> [Textauszug]:
□ □ □ □ □ □ □

Das Landgericht hate die Klage wegen Rechtsmissbrauchs abgewiesen.

Bei Rechtsmissbrauch kann eine Unterlassungserklärung gekündigt werden, eine Vertragsstrafe für Verstöße in der Vergangenheit kann nicht geltend gemacht werden.

Interessant sind die ganz klaren Ausführungen des Landgerichtes zur Möglichkeit der Kündigung einer Unterlassungserklärung, wenn ein Rechtsmissbrauch vorliegt. Da eine Kündigung einer Unterlassungserklärung immer nur Wirkung für die Zukunft hat, stellt sich die Frage, was mit möglichen Verstößen aus der Vergangenheit geschieht. In diesem Fall kann – theoretisch – eine Vertragsstrafe geltend gemacht werden. Hier hat das Landgericht München der Forderung den Einwand des Rechtsmissbrauches aus § 242 BGB entgegengesetzt:

“Der Klägerin stehen auch die gegen die Beklagten zu 3) bis 36) mit Klageantrag Ziffer IV. verfolgten Vertragsstrafenansprüche aus § 339 S. 2 BGB in Verbindung mit den jeweiligen Unterlassungserklärungen nicht zu, weil deren Geltendmachung ebenfalls rechtsmissbräuchlich ist.

1. Die Frage, ob die Geltendmachung einer Vertragsstrafe auf der Grundlage einer strafbewehrten Unterlassungserklärung rechtsmissbräuchlich ist, richtet sich nicht nach § 8 Abs. 4 UWG, sondern nach den allgemeinen Grundsätzen von Treu und Glauben gemäß § 242 BGB. Umstände, die im Rahmen des § 8 Abs. 4 S. 1 UWG einen Rechtsmissbrauch begründen, können dabei herangezogen werden, soweit sie auch im Zusammenhang mit der Vereinbarung einer Vertragsstrafe stehen. Ist es aufgrund der missbräuchlichen Abmahnung zum Abschluss eines Unterwerfungsvertrages gekommen, kann der Abgemahnte den Vertrag aus wichtigem Grund kündigen (§ 314 BGB). Macht der Abmahner eine vor Kündigung verwirkte Vertragsstrafe geltend, steht dem der Einwand des Rechtsmissbrauchs aus § 242 BGB entgegen.

□ □ □ □ □ □ □

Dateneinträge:
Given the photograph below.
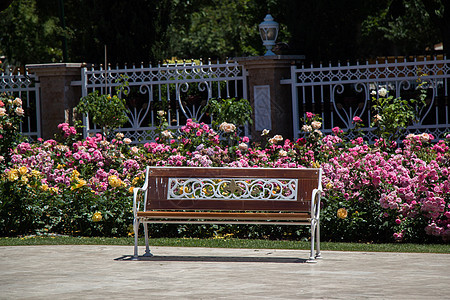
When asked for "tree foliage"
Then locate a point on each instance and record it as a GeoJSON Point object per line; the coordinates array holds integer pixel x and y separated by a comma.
{"type": "Point", "coordinates": [150, 30]}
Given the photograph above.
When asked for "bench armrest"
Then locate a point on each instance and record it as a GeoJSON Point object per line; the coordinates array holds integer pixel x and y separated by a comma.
{"type": "Point", "coordinates": [136, 190]}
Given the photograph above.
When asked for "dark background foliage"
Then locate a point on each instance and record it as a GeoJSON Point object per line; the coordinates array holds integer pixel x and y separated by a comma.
{"type": "Point", "coordinates": [35, 31]}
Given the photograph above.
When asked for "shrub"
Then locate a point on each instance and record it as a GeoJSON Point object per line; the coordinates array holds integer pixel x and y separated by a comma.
{"type": "Point", "coordinates": [11, 113]}
{"type": "Point", "coordinates": [370, 194]}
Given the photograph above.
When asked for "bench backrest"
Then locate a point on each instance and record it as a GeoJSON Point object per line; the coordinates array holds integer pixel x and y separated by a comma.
{"type": "Point", "coordinates": [251, 189]}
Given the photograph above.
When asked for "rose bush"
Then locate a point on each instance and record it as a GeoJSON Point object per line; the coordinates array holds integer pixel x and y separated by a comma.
{"type": "Point", "coordinates": [11, 113]}
{"type": "Point", "coordinates": [377, 192]}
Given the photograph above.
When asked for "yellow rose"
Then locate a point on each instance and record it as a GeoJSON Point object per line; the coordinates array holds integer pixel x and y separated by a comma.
{"type": "Point", "coordinates": [35, 173]}
{"type": "Point", "coordinates": [342, 213]}
{"type": "Point", "coordinates": [97, 217]}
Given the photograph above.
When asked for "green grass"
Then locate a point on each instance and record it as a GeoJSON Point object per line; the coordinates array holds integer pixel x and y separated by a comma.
{"type": "Point", "coordinates": [225, 243]}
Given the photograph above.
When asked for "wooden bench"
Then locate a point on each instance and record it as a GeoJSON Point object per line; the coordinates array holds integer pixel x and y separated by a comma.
{"type": "Point", "coordinates": [229, 196]}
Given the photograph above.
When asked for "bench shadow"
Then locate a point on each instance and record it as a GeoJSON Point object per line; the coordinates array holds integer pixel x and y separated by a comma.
{"type": "Point", "coordinates": [213, 259]}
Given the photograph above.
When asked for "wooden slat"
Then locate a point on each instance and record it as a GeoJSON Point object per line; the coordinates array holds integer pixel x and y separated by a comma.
{"type": "Point", "coordinates": [234, 172]}
{"type": "Point", "coordinates": [158, 185]}
{"type": "Point", "coordinates": [186, 215]}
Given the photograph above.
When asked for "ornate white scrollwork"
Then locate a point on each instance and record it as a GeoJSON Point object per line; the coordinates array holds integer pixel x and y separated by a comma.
{"type": "Point", "coordinates": [232, 189]}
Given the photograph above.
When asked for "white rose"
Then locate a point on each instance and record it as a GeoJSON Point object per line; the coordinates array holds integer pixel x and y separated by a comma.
{"type": "Point", "coordinates": [227, 127]}
{"type": "Point", "coordinates": [19, 111]}
{"type": "Point", "coordinates": [278, 138]}
{"type": "Point", "coordinates": [134, 150]}
{"type": "Point", "coordinates": [17, 102]}
{"type": "Point", "coordinates": [382, 92]}
{"type": "Point", "coordinates": [243, 146]}
{"type": "Point", "coordinates": [318, 132]}
{"type": "Point", "coordinates": [316, 124]}
{"type": "Point", "coordinates": [167, 134]}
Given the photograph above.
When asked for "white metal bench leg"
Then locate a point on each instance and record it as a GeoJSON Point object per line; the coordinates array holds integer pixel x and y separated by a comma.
{"type": "Point", "coordinates": [147, 247]}
{"type": "Point", "coordinates": [136, 230]}
{"type": "Point", "coordinates": [318, 254]}
{"type": "Point", "coordinates": [312, 258]}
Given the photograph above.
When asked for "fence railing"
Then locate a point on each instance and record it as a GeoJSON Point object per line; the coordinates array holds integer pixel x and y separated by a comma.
{"type": "Point", "coordinates": [180, 90]}
{"type": "Point", "coordinates": [339, 93]}
{"type": "Point", "coordinates": [26, 87]}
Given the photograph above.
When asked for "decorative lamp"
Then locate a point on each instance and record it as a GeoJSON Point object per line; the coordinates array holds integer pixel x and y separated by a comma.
{"type": "Point", "coordinates": [269, 32]}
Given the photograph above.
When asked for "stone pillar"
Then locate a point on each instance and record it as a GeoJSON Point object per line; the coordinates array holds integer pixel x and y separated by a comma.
{"type": "Point", "coordinates": [58, 95]}
{"type": "Point", "coordinates": [271, 101]}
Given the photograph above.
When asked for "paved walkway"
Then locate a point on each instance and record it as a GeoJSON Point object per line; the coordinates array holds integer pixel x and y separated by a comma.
{"type": "Point", "coordinates": [106, 272]}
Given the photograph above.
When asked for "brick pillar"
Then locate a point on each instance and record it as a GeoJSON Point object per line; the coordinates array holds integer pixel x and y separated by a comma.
{"type": "Point", "coordinates": [270, 100]}
{"type": "Point", "coordinates": [58, 96]}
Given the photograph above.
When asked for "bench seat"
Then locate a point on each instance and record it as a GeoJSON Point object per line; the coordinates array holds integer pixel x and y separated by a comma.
{"type": "Point", "coordinates": [229, 196]}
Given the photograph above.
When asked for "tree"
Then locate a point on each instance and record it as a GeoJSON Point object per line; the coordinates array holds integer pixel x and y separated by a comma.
{"type": "Point", "coordinates": [402, 27]}
{"type": "Point", "coordinates": [28, 34]}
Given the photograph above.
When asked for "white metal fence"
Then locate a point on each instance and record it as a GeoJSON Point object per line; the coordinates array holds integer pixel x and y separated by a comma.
{"type": "Point", "coordinates": [26, 87]}
{"type": "Point", "coordinates": [339, 93]}
{"type": "Point", "coordinates": [181, 90]}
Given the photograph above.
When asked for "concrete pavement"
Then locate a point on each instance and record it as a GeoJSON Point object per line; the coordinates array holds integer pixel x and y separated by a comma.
{"type": "Point", "coordinates": [106, 272]}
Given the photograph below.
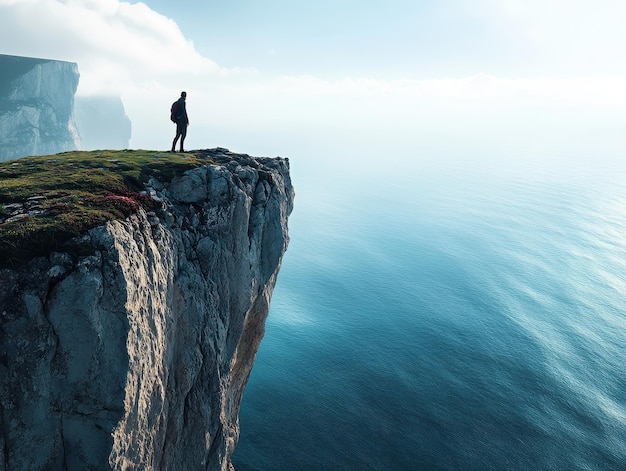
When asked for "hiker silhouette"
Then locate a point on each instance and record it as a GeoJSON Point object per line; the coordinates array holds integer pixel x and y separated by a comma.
{"type": "Point", "coordinates": [179, 116]}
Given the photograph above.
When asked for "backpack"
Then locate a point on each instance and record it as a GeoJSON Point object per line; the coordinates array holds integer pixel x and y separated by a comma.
{"type": "Point", "coordinates": [174, 111]}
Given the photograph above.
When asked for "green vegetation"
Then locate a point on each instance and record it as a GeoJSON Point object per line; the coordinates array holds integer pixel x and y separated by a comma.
{"type": "Point", "coordinates": [47, 200]}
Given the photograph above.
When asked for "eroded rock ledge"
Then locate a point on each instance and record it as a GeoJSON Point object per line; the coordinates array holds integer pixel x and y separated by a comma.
{"type": "Point", "coordinates": [135, 356]}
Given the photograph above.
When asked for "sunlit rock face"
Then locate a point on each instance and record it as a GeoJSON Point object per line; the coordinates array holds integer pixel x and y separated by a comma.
{"type": "Point", "coordinates": [102, 122]}
{"type": "Point", "coordinates": [133, 354]}
{"type": "Point", "coordinates": [36, 106]}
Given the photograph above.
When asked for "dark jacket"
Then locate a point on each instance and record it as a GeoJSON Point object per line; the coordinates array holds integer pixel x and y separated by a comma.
{"type": "Point", "coordinates": [181, 113]}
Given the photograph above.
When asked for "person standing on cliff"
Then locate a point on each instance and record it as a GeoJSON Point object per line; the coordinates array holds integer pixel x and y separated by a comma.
{"type": "Point", "coordinates": [182, 121]}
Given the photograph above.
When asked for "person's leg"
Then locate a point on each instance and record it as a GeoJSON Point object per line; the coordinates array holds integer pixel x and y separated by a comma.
{"type": "Point", "coordinates": [183, 134]}
{"type": "Point", "coordinates": [179, 132]}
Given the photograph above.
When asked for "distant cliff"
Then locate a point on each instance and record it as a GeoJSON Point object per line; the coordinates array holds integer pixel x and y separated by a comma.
{"type": "Point", "coordinates": [40, 115]}
{"type": "Point", "coordinates": [102, 122]}
{"type": "Point", "coordinates": [129, 347]}
{"type": "Point", "coordinates": [36, 106]}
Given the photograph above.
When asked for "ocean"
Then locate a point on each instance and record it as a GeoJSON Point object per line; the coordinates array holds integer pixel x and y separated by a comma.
{"type": "Point", "coordinates": [446, 319]}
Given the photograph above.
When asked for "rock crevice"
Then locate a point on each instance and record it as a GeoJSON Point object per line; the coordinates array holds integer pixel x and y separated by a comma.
{"type": "Point", "coordinates": [135, 357]}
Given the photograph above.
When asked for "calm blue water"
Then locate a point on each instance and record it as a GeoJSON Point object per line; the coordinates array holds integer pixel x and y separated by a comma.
{"type": "Point", "coordinates": [451, 320]}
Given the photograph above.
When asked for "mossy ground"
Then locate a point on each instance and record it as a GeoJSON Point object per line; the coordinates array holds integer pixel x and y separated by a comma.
{"type": "Point", "coordinates": [66, 194]}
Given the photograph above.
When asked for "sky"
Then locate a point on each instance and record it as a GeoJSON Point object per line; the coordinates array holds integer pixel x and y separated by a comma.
{"type": "Point", "coordinates": [346, 79]}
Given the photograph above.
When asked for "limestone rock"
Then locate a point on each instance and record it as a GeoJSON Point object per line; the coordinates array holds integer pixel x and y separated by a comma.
{"type": "Point", "coordinates": [135, 356]}
{"type": "Point", "coordinates": [36, 106]}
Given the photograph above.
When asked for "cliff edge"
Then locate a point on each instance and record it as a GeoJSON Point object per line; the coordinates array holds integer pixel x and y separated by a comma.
{"type": "Point", "coordinates": [128, 347]}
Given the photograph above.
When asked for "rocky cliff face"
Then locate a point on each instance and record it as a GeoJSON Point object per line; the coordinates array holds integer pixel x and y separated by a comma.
{"type": "Point", "coordinates": [134, 355]}
{"type": "Point", "coordinates": [36, 106]}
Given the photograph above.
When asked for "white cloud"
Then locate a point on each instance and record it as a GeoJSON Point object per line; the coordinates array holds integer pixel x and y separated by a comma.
{"type": "Point", "coordinates": [115, 43]}
{"type": "Point", "coordinates": [129, 49]}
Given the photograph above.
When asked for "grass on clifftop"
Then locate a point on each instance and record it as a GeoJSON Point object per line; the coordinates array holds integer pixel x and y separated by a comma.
{"type": "Point", "coordinates": [47, 200]}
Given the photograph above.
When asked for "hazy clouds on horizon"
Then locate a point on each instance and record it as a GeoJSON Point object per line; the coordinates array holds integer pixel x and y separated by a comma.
{"type": "Point", "coordinates": [474, 78]}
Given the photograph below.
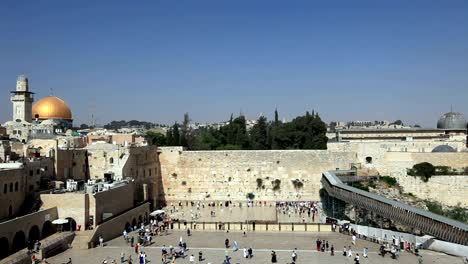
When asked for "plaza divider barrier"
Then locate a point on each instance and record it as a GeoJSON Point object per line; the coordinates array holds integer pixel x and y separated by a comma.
{"type": "Point", "coordinates": [252, 226]}
{"type": "Point", "coordinates": [379, 235]}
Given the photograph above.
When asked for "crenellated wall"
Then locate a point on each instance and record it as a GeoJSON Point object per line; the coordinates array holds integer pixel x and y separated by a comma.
{"type": "Point", "coordinates": [230, 175]}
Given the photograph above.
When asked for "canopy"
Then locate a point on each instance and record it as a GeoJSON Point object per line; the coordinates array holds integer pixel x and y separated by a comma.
{"type": "Point", "coordinates": [157, 212]}
{"type": "Point", "coordinates": [60, 221]}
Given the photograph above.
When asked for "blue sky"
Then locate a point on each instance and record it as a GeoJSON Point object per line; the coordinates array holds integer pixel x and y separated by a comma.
{"type": "Point", "coordinates": [155, 60]}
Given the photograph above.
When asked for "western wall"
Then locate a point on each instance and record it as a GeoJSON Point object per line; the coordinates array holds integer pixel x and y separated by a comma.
{"type": "Point", "coordinates": [230, 175]}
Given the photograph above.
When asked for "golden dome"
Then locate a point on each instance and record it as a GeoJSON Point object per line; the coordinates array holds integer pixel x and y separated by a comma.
{"type": "Point", "coordinates": [51, 107]}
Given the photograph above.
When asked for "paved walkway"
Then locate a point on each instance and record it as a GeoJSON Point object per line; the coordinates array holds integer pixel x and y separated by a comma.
{"type": "Point", "coordinates": [212, 246]}
{"type": "Point", "coordinates": [237, 214]}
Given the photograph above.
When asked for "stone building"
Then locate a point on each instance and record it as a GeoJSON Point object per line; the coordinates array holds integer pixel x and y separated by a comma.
{"type": "Point", "coordinates": [117, 162]}
{"type": "Point", "coordinates": [47, 118]}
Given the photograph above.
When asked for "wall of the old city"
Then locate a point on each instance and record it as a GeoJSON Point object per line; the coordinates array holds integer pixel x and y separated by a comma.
{"type": "Point", "coordinates": [74, 205]}
{"type": "Point", "coordinates": [12, 192]}
{"type": "Point", "coordinates": [230, 175]}
{"type": "Point", "coordinates": [72, 164]}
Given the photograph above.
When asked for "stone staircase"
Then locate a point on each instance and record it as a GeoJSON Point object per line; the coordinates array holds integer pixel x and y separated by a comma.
{"type": "Point", "coordinates": [82, 239]}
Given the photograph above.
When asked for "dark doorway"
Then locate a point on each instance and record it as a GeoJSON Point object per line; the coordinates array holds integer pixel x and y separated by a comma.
{"type": "Point", "coordinates": [34, 234]}
{"type": "Point", "coordinates": [19, 241]}
{"type": "Point", "coordinates": [71, 225]}
{"type": "Point", "coordinates": [5, 247]}
{"type": "Point", "coordinates": [47, 229]}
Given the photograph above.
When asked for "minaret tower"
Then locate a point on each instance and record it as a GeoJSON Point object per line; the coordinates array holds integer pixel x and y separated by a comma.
{"type": "Point", "coordinates": [22, 100]}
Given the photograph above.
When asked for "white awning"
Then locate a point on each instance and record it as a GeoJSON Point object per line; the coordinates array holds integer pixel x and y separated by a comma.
{"type": "Point", "coordinates": [157, 212]}
{"type": "Point", "coordinates": [60, 221]}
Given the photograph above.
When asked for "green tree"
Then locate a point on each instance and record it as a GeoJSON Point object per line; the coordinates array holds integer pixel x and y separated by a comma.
{"type": "Point", "coordinates": [175, 134]}
{"type": "Point", "coordinates": [156, 138]}
{"type": "Point", "coordinates": [259, 134]}
{"type": "Point", "coordinates": [424, 169]}
{"type": "Point", "coordinates": [185, 139]}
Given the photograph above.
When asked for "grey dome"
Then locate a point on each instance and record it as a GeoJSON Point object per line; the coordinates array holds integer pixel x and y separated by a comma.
{"type": "Point", "coordinates": [452, 120]}
{"type": "Point", "coordinates": [444, 148]}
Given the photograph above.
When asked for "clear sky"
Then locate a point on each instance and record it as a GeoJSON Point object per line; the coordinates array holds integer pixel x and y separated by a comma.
{"type": "Point", "coordinates": [155, 60]}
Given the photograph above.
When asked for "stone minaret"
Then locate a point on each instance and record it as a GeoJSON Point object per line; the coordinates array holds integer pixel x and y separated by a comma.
{"type": "Point", "coordinates": [22, 100]}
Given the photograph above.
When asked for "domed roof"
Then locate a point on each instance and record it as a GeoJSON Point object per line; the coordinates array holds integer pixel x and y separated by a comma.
{"type": "Point", "coordinates": [51, 107]}
{"type": "Point", "coordinates": [443, 148]}
{"type": "Point", "coordinates": [452, 120]}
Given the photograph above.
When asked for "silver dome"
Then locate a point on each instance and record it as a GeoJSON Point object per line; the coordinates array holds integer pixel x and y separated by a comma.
{"type": "Point", "coordinates": [452, 120]}
{"type": "Point", "coordinates": [443, 148]}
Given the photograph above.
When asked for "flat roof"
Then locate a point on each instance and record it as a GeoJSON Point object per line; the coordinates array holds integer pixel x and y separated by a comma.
{"type": "Point", "coordinates": [334, 180]}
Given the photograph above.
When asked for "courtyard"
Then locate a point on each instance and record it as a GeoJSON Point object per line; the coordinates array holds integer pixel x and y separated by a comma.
{"type": "Point", "coordinates": [262, 243]}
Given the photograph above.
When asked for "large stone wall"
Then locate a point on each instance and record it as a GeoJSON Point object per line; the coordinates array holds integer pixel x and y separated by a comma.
{"type": "Point", "coordinates": [230, 175]}
{"type": "Point", "coordinates": [448, 190]}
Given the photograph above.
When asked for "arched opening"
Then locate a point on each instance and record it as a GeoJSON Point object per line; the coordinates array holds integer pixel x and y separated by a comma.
{"type": "Point", "coordinates": [5, 247]}
{"type": "Point", "coordinates": [47, 229]}
{"type": "Point", "coordinates": [71, 225]}
{"type": "Point", "coordinates": [19, 241]}
{"type": "Point", "coordinates": [34, 234]}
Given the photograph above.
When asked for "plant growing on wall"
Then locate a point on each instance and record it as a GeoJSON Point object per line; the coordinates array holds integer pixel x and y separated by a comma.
{"type": "Point", "coordinates": [276, 184]}
{"type": "Point", "coordinates": [259, 183]}
{"type": "Point", "coordinates": [298, 184]}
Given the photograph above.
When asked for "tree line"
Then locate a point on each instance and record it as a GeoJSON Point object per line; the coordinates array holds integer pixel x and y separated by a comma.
{"type": "Point", "coordinates": [303, 132]}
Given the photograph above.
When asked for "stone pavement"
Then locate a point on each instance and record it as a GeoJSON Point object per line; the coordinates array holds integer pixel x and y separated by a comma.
{"type": "Point", "coordinates": [212, 246]}
{"type": "Point", "coordinates": [238, 214]}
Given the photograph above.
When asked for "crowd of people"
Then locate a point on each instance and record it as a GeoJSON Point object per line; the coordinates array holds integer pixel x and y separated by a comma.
{"type": "Point", "coordinates": [300, 209]}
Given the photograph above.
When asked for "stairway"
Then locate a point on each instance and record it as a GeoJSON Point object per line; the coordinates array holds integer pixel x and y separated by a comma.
{"type": "Point", "coordinates": [82, 239]}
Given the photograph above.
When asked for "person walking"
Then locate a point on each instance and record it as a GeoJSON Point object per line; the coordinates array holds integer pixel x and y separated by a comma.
{"type": "Point", "coordinates": [273, 257]}
{"type": "Point", "coordinates": [235, 246]}
{"type": "Point", "coordinates": [294, 255]}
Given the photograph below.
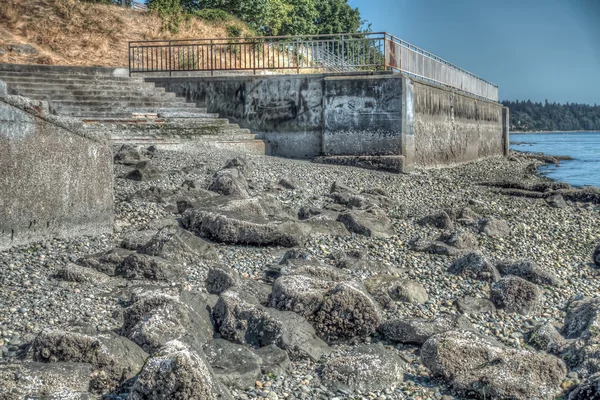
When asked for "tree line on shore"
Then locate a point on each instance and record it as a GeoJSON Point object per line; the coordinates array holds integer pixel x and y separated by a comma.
{"type": "Point", "coordinates": [529, 116]}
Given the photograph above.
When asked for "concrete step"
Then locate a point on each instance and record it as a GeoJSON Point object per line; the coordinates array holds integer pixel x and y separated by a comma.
{"type": "Point", "coordinates": [104, 96]}
{"type": "Point", "coordinates": [83, 85]}
{"type": "Point", "coordinates": [110, 113]}
{"type": "Point", "coordinates": [75, 80]}
{"type": "Point", "coordinates": [176, 102]}
{"type": "Point", "coordinates": [54, 75]}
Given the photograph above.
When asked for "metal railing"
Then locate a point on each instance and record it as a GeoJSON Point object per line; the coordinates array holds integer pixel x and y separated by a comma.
{"type": "Point", "coordinates": [324, 53]}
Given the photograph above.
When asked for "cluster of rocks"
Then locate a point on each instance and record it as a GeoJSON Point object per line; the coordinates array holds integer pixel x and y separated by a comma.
{"type": "Point", "coordinates": [319, 322]}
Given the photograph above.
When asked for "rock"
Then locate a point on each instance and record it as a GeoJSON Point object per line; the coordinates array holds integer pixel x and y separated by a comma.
{"type": "Point", "coordinates": [106, 262]}
{"type": "Point", "coordinates": [581, 327]}
{"type": "Point", "coordinates": [129, 155]}
{"type": "Point", "coordinates": [239, 163]}
{"type": "Point", "coordinates": [596, 256]}
{"type": "Point", "coordinates": [338, 311]}
{"type": "Point", "coordinates": [298, 337]}
{"type": "Point", "coordinates": [556, 201]}
{"type": "Point", "coordinates": [338, 187]}
{"type": "Point", "coordinates": [347, 312]}
{"type": "Point", "coordinates": [528, 270]}
{"type": "Point", "coordinates": [23, 49]}
{"type": "Point", "coordinates": [515, 295]}
{"type": "Point", "coordinates": [371, 223]}
{"type": "Point", "coordinates": [439, 220]}
{"type": "Point", "coordinates": [365, 368]}
{"type": "Point", "coordinates": [240, 319]}
{"type": "Point", "coordinates": [589, 389]}
{"type": "Point", "coordinates": [138, 266]}
{"type": "Point", "coordinates": [288, 183]}
{"type": "Point", "coordinates": [274, 360]}
{"type": "Point", "coordinates": [235, 228]}
{"type": "Point", "coordinates": [234, 365]}
{"type": "Point", "coordinates": [229, 182]}
{"type": "Point", "coordinates": [472, 365]}
{"type": "Point", "coordinates": [220, 279]}
{"type": "Point", "coordinates": [387, 290]}
{"type": "Point", "coordinates": [155, 318]}
{"type": "Point", "coordinates": [176, 244]}
{"type": "Point", "coordinates": [34, 380]}
{"type": "Point", "coordinates": [176, 372]}
{"type": "Point", "coordinates": [545, 337]}
{"type": "Point", "coordinates": [144, 171]}
{"type": "Point", "coordinates": [113, 358]}
{"type": "Point", "coordinates": [313, 269]}
{"type": "Point", "coordinates": [475, 266]}
{"type": "Point", "coordinates": [473, 305]}
{"type": "Point", "coordinates": [496, 228]}
{"type": "Point", "coordinates": [418, 330]}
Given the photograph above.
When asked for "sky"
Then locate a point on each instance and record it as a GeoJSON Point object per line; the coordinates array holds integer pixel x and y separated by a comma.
{"type": "Point", "coordinates": [531, 49]}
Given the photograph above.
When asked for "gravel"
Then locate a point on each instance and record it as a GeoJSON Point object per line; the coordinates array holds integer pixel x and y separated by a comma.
{"type": "Point", "coordinates": [560, 240]}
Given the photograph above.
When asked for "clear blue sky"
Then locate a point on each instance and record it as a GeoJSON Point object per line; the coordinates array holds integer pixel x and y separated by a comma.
{"type": "Point", "coordinates": [532, 49]}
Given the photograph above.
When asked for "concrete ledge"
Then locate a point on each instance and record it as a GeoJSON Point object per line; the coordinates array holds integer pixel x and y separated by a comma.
{"type": "Point", "coordinates": [381, 163]}
{"type": "Point", "coordinates": [55, 182]}
{"type": "Point", "coordinates": [66, 70]}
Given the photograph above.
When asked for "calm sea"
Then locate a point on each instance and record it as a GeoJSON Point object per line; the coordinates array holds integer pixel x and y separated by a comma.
{"type": "Point", "coordinates": [583, 147]}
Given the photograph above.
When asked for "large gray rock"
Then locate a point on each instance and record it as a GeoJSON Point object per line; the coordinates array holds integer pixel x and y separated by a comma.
{"type": "Point", "coordinates": [176, 244]}
{"type": "Point", "coordinates": [373, 222]}
{"type": "Point", "coordinates": [389, 289]}
{"type": "Point", "coordinates": [473, 366]}
{"type": "Point", "coordinates": [515, 295]}
{"type": "Point", "coordinates": [581, 326]}
{"type": "Point", "coordinates": [56, 381]}
{"type": "Point", "coordinates": [274, 360]}
{"type": "Point", "coordinates": [139, 266]}
{"type": "Point", "coordinates": [494, 227]}
{"type": "Point", "coordinates": [234, 365]}
{"type": "Point", "coordinates": [596, 256]}
{"type": "Point", "coordinates": [365, 368]}
{"type": "Point", "coordinates": [589, 389]}
{"type": "Point", "coordinates": [229, 182]}
{"type": "Point", "coordinates": [113, 358]}
{"type": "Point", "coordinates": [474, 305]}
{"type": "Point", "coordinates": [177, 372]}
{"type": "Point", "coordinates": [241, 319]}
{"type": "Point", "coordinates": [237, 228]}
{"type": "Point", "coordinates": [298, 337]}
{"type": "Point", "coordinates": [528, 270]}
{"type": "Point", "coordinates": [155, 318]}
{"type": "Point", "coordinates": [418, 330]}
{"type": "Point", "coordinates": [475, 266]}
{"type": "Point", "coordinates": [546, 337]}
{"type": "Point", "coordinates": [338, 311]}
{"type": "Point", "coordinates": [143, 172]}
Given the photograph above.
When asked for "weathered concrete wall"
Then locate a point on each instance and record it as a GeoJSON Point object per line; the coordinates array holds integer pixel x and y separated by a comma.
{"type": "Point", "coordinates": [53, 181]}
{"type": "Point", "coordinates": [362, 115]}
{"type": "Point", "coordinates": [286, 110]}
{"type": "Point", "coordinates": [452, 128]}
{"type": "Point", "coordinates": [304, 116]}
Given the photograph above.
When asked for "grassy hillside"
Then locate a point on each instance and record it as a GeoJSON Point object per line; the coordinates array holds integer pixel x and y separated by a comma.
{"type": "Point", "coordinates": [69, 32]}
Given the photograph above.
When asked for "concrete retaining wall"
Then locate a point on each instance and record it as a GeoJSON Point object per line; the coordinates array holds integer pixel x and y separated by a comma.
{"type": "Point", "coordinates": [304, 116]}
{"type": "Point", "coordinates": [53, 181]}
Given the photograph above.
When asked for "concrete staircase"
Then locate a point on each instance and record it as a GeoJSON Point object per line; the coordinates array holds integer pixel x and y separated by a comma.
{"type": "Point", "coordinates": [129, 109]}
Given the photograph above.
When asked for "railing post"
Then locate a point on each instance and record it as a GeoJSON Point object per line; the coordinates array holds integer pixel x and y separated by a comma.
{"type": "Point", "coordinates": [170, 65]}
{"type": "Point", "coordinates": [211, 58]}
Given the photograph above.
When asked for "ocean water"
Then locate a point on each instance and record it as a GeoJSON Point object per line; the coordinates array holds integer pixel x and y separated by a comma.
{"type": "Point", "coordinates": [583, 147]}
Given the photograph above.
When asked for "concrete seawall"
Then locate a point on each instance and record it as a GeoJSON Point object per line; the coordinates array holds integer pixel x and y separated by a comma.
{"type": "Point", "coordinates": [54, 182]}
{"type": "Point", "coordinates": [353, 115]}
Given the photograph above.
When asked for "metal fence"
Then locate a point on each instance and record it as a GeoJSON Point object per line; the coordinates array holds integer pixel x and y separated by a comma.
{"type": "Point", "coordinates": [324, 53]}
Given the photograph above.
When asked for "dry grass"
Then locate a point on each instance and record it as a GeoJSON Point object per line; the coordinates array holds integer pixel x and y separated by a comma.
{"type": "Point", "coordinates": [69, 32]}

□ □ □ □ □ □ □

> [Aufgabenstellung]:
1) Prüfen Sie, ob die folgenden Aussagen mit dem Textauszug zum Rechtsmissbrauch übereinstimmen, und antworten Sie jeweils mit Ja oder Nein samt den entscheidenden Worten des Textauszugs als wörtlichem Zitat: (a) Die Kündigung einer Unterlassungserklärung wirkt nur für die Zukunft. (b) Ob die Geltendmachung einer Vertragsstrafe rechtsmissbräuchlich ist, bestimmt sich nach § 8 Abs. 4 UWG. (c) Nach einer missbräuchlichen Abmahnung kann der Abgemahnte einen Unterwerfungsvertrag aus wichtigem Grund kündigen.
2) Drucken Sie aus dem Textauszug zum Rechtsmissbrauch alles von „Das Landgericht hate“ bis hinunter zu „nicht geltend gemacht werden.“ unverändert ab.

> [Lösungen]:
1)
(a) Ja: „Da eine Kündigung einer Unterlassungserklärung immer nur Wirkung für die Zukunft hat“
(b) Nein: „richtet sich nicht nach § 8 Abs. 4 UWG, sondern nach den allgemeinen Grundsätzen von Treu und Glauben gemäß § 242 BGB“
(c) Ja: „kann der Abgemahnte den Vertrag aus wichtigem Grund kündigen (§ 314 BGB)“

2)
Das Landgericht hate die Klage wegen Rechtsmissbrauchs abgewiesen.

Bei Rechtsmissbrauch kann eine Unterlassungserklärung gekündigt werden, eine Vertragsstrafe für Verstöße in der Vergangenheit kann nicht geltend gemacht werden.